┌──

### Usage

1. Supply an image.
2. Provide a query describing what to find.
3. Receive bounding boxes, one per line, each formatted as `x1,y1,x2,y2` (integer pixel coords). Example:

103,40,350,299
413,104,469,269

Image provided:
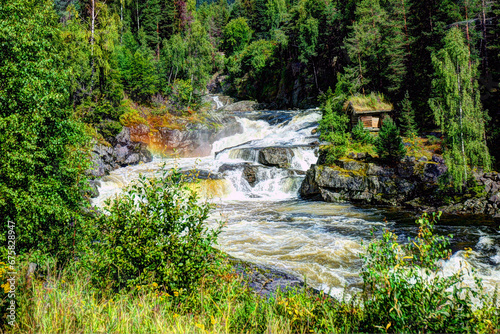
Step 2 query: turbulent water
94,110,500,296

└──

● **Your instructions**
List every line in the listing above that contains the word "query", matching upper and lower case.

● **Full answer**
2. Provide a query describing what to find.
Step 2 query: turbulent water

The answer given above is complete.